(Saved entries)
════════════════════
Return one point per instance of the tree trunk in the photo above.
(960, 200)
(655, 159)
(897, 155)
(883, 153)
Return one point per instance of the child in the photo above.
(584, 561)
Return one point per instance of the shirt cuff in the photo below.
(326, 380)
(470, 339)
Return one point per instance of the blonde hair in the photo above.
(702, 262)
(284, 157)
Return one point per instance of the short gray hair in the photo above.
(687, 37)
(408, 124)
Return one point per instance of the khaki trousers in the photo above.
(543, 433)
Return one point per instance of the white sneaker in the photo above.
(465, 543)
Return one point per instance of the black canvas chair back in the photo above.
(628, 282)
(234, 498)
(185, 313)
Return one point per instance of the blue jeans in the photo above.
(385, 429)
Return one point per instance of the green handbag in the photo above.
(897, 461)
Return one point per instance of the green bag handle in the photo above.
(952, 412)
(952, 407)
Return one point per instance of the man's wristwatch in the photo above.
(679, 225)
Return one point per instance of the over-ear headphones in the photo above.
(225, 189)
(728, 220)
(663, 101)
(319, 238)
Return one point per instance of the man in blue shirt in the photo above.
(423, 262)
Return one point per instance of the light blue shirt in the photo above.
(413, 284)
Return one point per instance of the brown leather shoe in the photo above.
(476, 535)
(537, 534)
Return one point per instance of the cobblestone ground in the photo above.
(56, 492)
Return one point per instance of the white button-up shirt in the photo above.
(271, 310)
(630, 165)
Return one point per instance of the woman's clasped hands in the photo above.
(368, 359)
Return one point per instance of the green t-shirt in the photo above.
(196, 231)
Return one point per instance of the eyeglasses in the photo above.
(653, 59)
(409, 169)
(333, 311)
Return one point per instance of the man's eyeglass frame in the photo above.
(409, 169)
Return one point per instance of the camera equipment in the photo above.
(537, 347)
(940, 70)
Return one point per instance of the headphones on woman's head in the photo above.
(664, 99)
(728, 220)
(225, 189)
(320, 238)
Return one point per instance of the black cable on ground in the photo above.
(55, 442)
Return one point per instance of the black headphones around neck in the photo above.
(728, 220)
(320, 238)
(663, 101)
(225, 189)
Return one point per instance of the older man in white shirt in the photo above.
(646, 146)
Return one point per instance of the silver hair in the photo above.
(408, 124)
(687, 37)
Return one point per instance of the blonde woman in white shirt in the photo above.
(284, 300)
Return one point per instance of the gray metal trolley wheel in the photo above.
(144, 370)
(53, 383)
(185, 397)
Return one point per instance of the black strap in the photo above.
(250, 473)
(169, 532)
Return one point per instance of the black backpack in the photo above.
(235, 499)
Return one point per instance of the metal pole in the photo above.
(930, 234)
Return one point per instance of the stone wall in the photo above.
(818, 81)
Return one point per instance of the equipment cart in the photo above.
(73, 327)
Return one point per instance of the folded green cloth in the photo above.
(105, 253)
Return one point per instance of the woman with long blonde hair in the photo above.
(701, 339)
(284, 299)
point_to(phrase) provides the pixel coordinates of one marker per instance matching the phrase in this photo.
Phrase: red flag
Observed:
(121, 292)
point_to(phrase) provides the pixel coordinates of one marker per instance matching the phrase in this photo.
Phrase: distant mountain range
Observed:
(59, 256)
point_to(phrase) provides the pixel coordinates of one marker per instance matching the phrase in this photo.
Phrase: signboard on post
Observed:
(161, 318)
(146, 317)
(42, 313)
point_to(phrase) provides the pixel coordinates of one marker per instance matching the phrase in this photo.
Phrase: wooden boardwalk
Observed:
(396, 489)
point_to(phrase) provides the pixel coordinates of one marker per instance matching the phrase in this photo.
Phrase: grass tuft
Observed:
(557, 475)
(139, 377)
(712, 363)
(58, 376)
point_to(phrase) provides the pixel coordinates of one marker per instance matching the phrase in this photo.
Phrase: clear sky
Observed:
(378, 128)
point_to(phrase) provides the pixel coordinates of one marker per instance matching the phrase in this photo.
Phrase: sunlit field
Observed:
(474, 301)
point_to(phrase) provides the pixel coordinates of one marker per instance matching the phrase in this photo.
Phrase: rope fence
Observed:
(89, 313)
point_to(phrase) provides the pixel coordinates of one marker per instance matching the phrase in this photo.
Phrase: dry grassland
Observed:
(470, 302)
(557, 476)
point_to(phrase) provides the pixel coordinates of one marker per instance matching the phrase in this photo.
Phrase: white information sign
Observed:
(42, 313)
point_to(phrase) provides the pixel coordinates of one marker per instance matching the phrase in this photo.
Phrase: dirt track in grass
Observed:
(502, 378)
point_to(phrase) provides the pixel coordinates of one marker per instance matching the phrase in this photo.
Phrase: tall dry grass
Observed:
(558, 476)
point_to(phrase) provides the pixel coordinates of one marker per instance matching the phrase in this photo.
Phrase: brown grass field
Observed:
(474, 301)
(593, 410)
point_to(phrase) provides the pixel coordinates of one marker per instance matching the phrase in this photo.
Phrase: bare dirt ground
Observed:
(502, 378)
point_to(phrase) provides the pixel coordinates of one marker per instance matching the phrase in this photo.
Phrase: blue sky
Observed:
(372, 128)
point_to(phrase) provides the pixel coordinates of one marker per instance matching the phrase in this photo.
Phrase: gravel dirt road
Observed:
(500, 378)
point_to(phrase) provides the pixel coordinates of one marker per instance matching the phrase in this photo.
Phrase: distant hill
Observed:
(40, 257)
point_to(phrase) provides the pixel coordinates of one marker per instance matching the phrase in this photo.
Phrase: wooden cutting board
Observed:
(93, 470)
════════════════════
### WHAT TO WORK ON
Each line above should be reproduced exactly, with nothing omitted.

### YOUR RESPONSE
Return one point per instance of the tree trunk in the photo above.
(960, 200)
(655, 159)
(897, 155)
(883, 153)
Return one point per instance of the child in the photo above.
(584, 561)
Return one point per instance of the shirt cuff in the photo below.
(326, 380)
(470, 339)
Return one point per instance of the blonde hair in the photo above.
(702, 262)
(284, 157)
Return one point per instance of the short gray hair in the photo above.
(687, 37)
(408, 124)
Return one point per instance of the khaki trousers in the photo above.
(543, 433)
Return one point per instance of the white sneaker in the photo above.
(465, 543)
Return one point per instance of the black canvas chair back in the photo above.
(628, 282)
(234, 498)
(185, 313)
Return one point per instance of the blue jeans in the photo above.
(385, 429)
Return one point per instance of the green handbag in the photo above.
(897, 461)
Return one point per instance of the green bag handle in the photo above.
(952, 412)
(952, 407)
Return one point per instance of the man's wristwatch in the photo above.
(679, 225)
Return one point per instance of the over-ear headphones in the photo above.
(225, 189)
(728, 220)
(663, 101)
(319, 238)
Return one point per instance of the man in blue shirt in the photo above.
(423, 262)
Return one point per instance of the light blue shirt in the photo above.
(413, 284)
Return one point per instance of the brown leather shoe in the photo above.
(476, 535)
(537, 534)
Return one point per instance of the cobblestone ground in the photo above.
(56, 492)
Return one point per instance of the white button-up shirt in the photo above.
(271, 310)
(630, 165)
Return one point per instance of the woman's clasped hands in the photo above.
(368, 359)
Return one point per instance of the green t-shirt in the photo above.
(196, 231)
Return one point per instance of the eyeglasses in the photo above.
(653, 59)
(409, 169)
(333, 311)
Return one point per instance of the man's eyeglass frame in the photo above.
(409, 169)
Return one point per instance of the camera equipment in the photo above.
(537, 347)
(940, 70)
Return one point per instance of the headphones on woman's head in the photo above.
(664, 99)
(728, 220)
(225, 189)
(320, 238)
Return one point per instance of the black cable on ground in the photo above.
(55, 442)
Return one point per instance of the black headphones around neck in the photo above.
(728, 220)
(320, 238)
(663, 101)
(225, 189)
Return one point per instance of the older man in white shirt in the photo above.
(646, 146)
Return one point per instance of the silver hair in the photo above.
(408, 124)
(687, 37)
Return one point per instance of the blonde woman in white shirt in the photo above.
(284, 300)
Return one point per instance of the gray metal trolley wheel in the photo above.
(144, 370)
(53, 383)
(185, 397)
Return one point per instance of the black strap in the photo above.
(250, 473)
(169, 532)
Return one point per instance of the black backpack in the photo above.
(235, 499)
Return one point per instance of the metal pole in the photo above.
(930, 234)
Return one point per instance of the stone wall in the photo above.
(818, 81)
Return one point per instance of the equipment cart in the photo above.
(73, 327)
Return one point per instance of the folded green cloth in the photo above.
(105, 253)
Return one point per instance of the woman with long blonde hair in the photo above.
(701, 339)
(284, 299)
point_to(phrase) provides the pixel coordinates of one marker per instance matching the phrase in this photo.
Phrase: red flag
Observed:
(121, 292)
point_to(phrase) provides the pixel coordinates of one marker per instance matching the phrase in this photo.
Phrase: distant mountain range
Observed:
(59, 256)
point_to(phrase) provides the pixel coordinates of one marker per instance matching the phrase in this photo.
Phrase: signboard on post
Observed:
(161, 318)
(146, 317)
(42, 313)
point_to(phrase) provides the pixel coordinates of one marker per instance matching the phrase in this photo.
Phrase: wooden boardwalk
Observed:
(396, 489)
point_to(phrase) provides the pixel coordinates of one marker per instance matching the phrase in this photo.
Phrase: grass tuft
Observed:
(557, 475)
(139, 377)
(712, 363)
(58, 376)
point_to(phrase) provides the pixel coordinates of one marker per instance matching the phrase in this photo.
Phrase: clear sky
Observed:
(378, 128)
point_to(phrase) provides the pixel coordinates of one marker per instance matching the phrase in this photo.
Phrase: sunlit field
Observed:
(474, 301)
point_to(phrase) provides the pixel coordinates of one marker per instance matching the phrase in this photo.
Phrase: rope fence
Observed:
(89, 313)
point_to(phrase) provides the pixel coordinates of one marker per instance matching the phrase in this photo.
Phrase: dry grassland
Observed:
(470, 302)
(557, 476)
point_to(phrase) provides the pixel coordinates of one marker per instance matching the phrase in this photo.
Phrase: white information sign
Observed:
(42, 313)
point_to(phrase) provides the pixel coordinates of one marker per instance matching the phrase in this photo.
Phrase: dirt track in grass
Observed:
(502, 378)
point_to(phrase) provides the pixel coordinates of one marker per instance matching the phrase in this photo.
Phrase: tall dry grass
Observed:
(558, 476)
point_to(phrase) provides the pixel coordinates of one marker per instance matching the phrase in this photo.
Phrase: brown grass field
Observed:
(474, 301)
(593, 410)
point_to(phrase) provides the pixel coordinates of one marker per instance matching the phrase in this photo.
Phrase: bare dirt ground
Observed:
(502, 378)
point_to(phrase) provides the pixel coordinates of one marker per instance matching the phrase in this photo.
Phrase: blue sky
Observed:
(372, 128)
point_to(phrase) provides the pixel coordinates of one marker per instance matching the phrase in this photo.
Phrase: gravel dirt road
Observed:
(500, 378)
point_to(phrase) provides the pixel coordinates of one marker per instance matching the phrase in this photo.
Phrase: distant hill
Observed:
(40, 257)
point_to(phrase) provides the pixel coordinates of one marker per instance matching the phrase in this photo.
Phrase: wooden cutting board
Observed:
(93, 470)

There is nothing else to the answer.